EXTRACTED MATERIAL
╔══

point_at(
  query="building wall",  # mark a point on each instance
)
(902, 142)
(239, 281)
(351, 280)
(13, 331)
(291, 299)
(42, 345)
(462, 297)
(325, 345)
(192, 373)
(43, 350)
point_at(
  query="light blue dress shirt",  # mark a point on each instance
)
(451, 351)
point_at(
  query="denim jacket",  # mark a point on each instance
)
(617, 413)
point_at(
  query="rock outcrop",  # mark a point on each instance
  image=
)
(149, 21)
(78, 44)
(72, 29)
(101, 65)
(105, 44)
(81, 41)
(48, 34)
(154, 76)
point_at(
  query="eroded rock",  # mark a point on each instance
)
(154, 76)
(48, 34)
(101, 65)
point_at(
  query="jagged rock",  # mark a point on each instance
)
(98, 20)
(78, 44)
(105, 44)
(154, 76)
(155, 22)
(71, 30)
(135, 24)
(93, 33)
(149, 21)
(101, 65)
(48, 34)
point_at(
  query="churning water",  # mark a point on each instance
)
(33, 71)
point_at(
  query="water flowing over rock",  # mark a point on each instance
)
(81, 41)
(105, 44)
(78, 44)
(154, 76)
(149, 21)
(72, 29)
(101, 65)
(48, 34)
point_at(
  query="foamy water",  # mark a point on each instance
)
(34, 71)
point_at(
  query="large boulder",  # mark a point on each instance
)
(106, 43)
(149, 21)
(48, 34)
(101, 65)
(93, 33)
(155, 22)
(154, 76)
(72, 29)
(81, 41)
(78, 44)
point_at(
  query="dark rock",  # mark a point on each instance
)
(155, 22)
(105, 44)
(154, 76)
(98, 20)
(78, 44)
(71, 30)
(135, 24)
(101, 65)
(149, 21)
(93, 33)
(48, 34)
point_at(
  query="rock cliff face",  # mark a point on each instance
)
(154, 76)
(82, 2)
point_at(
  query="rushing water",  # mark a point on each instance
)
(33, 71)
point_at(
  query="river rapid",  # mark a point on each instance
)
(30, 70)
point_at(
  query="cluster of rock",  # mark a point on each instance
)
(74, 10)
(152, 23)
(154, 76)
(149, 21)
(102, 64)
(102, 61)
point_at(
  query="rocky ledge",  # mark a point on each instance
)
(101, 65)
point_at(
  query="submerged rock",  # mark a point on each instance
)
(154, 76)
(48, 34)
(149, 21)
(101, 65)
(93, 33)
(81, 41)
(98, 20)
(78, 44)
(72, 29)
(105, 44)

╚══

TASK TO CARRY OUT
How many lines of the records contain the string "water"? Case matters, and your reply should be the number alone.

RESULT FOR THIS EXERCISE
4